Maggie Gyllenhaal, Michael Fassbender, and Domhnall Gleeson star in Frank. |
There is a moment toward the end of the great music documentary Westway to the World when the late Joe Strummer is talking about the dissolution of The Clash. His songwriting partner, Mick Jones, had been removed from the band because he had become impossible to work with, and drummer Topper Headon was fired because his drug problems began to interfere with his work.
Strummer and founding member Paul Simonon soldiered on with a new
lineup, but the magic clearly was gone. Looking back on that tumultuous time,
Strummer has the insight that for whatever problems they had with each
other, The Clash were Strummer, Jones, Simonon, and Headon. He says:
Whatever a group is, it was the
chemical mixture of those four people that makes a group work. That’s a lesson
everyone should learn. Don’t mess with it. If it works, just let it. Do
whatever you have to do to bring it forward, but don’t mess with it. And like,
we learned that – bitterly.
Frank, the new musical
comedy-drama from Irish director Lenny Abrahamson, approaches this chemical mixture from another angle and finds a
different kind of misery that results from changing the formula. Instead of taking
away from the solution, the band fronted by the titular Frank adds an element
that does not belong, and as amateur chemists have learned throughout the ages,
the result is an explosion.

▶ [Problems to work on]:
**1)** Which members of The Clash does the review of Frank name?
**2)** According to the review of Frank, who directed the film?
**3)** Write the next part of the review of Frank, starting after its final sentence.

▶ [Records provided]:
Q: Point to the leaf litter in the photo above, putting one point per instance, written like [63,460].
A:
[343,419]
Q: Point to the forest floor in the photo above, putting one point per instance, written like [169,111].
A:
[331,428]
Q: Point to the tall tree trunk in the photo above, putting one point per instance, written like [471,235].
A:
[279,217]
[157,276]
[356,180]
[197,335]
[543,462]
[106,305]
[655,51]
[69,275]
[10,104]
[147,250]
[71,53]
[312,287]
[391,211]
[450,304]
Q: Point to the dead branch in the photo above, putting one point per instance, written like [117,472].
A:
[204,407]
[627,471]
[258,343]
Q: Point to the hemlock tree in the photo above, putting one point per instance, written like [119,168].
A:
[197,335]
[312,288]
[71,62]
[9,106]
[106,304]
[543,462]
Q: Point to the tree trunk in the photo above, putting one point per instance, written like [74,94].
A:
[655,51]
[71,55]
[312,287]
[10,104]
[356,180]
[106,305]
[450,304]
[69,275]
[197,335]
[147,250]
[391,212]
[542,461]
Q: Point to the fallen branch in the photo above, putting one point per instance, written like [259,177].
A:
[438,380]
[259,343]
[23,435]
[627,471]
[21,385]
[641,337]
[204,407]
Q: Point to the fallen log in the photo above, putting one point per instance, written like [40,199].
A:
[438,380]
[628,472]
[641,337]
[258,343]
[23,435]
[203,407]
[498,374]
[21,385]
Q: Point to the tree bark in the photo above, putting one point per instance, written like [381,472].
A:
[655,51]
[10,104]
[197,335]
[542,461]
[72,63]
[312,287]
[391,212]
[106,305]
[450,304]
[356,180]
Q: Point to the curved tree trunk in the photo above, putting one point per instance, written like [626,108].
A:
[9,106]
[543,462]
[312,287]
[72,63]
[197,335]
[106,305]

▶ [Task answers]:
**1)** Joe Strummer, Mick Jones, Paul Simonon, and Topper Headon

**2)** Irish director Lenny Abrahamson

**3)**
Light on plot but brimming with anarchic energy, Frank is at once the story of a brilliant artist composing his
masterpiece and a talentless hack frustrated by having nothing to say and no way
to express it. Michael Fassbender is the artist, Domhnall Gleeson is the hack,
and both are pitch perfect in their portrayal of what happens when these two
forces collide.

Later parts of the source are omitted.